__PROVIDED PASSAGE__:
-*-

The writing began when I, as program director for our PTA, was asked to write a skit for the elementary school children to perform. I based it on Marlo Thomas’s “Free to be You and Me.” (There may have been some unintended pirating involved in that project, but I didn’t know better and Marlo never found out.) That was followed by another project in which several of us PTA moms were requested to write a short drama for a local TV channel on the subject of juvenile delinquency, something that despite my childhood proclivities, I knew very little about. After endless meetings in which everyone contributed ideas but nothing went down on paper, it became clear that this collaborative effort wasn’t working. Because of my theater background (or my big mouth) I was elected playwright. The bar wasn’t set very high, but aware that my writing skills needed honing to say the least, I decided to take a course in television writing at The New School in Manhattan. The course was taught by a brilliant former actress by the name of Ann Loring, who initially intimidated the hell out of me. At the conclusion of the course, though, she surprised me by inviting me to join her private writing group. I was thrilled. I studied with Ann for many years, first writing for TV and film, and ultimately producing my first mystery novel, “Pink Balloons and Other Deadly Things.” It was Ann who convinced me to try my hand at novel writing after life had handed me a huge lemon in the form of my husband of many years taking off with a sexy young wicked witch. “Don’t let it beat you,” advised Ann. “Make lemonade.” And so I did.
For an author, no experience is ever wasted. I worked as a biofeedback therapist for several years and out of that came the idea for my protagonist, stressed-out, stress therapist, Carrie Carlin. When I wrote “Pink Balloons” I hadn’t planned to write the first of a mystery series, much less a somewhat humorous cozy. I just knew I wanted to kill someone. No one was more surprised than I when Dell bought it and gave me contracts for Books 2, 3, and 4.
As a result of my years in theater I often find myself thinking in dialogue. That was a definite plus when I was writing screenplays, and it works well for me now as my novels tend to be character driven and dialogue heavy. I continue to create background lives for my characters using the building blocks I learned way back when. In all writing, but especially in a mystery, being able to structure a scene and build it to a climax is crucial. I know how to write a beginning, a middle, and an end, but that may be instinctive, dating back to my childhood disappointment in the musical review.

-*-

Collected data
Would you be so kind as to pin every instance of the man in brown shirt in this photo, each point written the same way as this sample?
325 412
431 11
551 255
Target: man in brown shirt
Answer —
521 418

-*-

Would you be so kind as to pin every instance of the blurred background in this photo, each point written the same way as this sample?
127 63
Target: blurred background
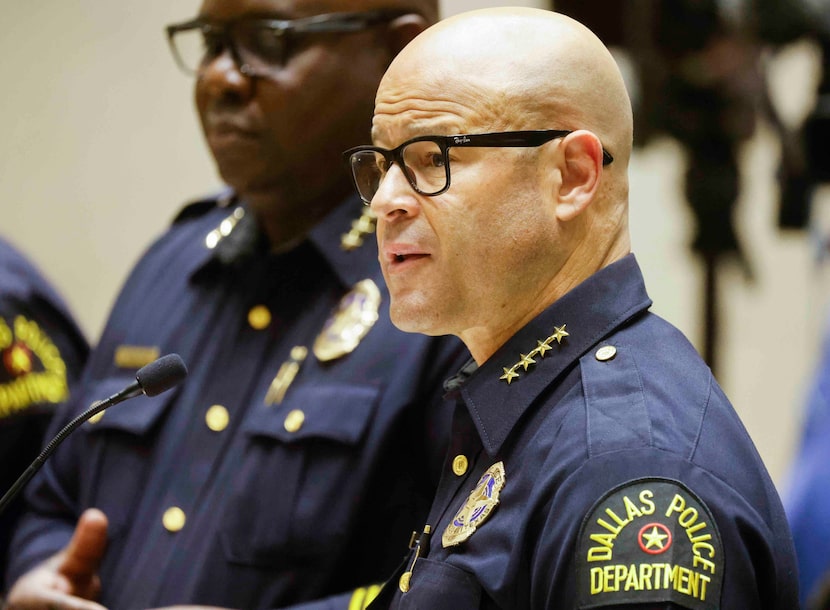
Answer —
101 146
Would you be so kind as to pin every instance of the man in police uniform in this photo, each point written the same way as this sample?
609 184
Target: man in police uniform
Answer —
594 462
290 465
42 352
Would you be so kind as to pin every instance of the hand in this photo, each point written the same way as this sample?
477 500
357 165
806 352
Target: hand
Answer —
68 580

-*-

__QUESTIONS TO ANSWER__:
[a] In the passage about the author's start in writing, why did the author sign up for a television writing course at The New School?
[b] Reproduce the passage word for word, starting at "For an author, no" and ending at "2, 3, and 4.".

__ANSWERS FOR THE TASKS__:
[a] The author had been elected playwright for a short TV drama on juvenile delinquency and knew their writing skills needed honing, so they took the course.

[b]
For an author, no experience is ever wasted. I worked as a biofeedback therapist for several years and out of that came the idea for my protagonist, stressed-out, stress therapist, Carrie Carlin. When I wrote “Pink Balloons” I hadn’t planned to write the first of a mystery series, much less a somewhat humorous cozy. I just knew I wanted to kill someone. No one was more surprised than I when Dell bought it and gave me contracts for Books 2, 3, and 4.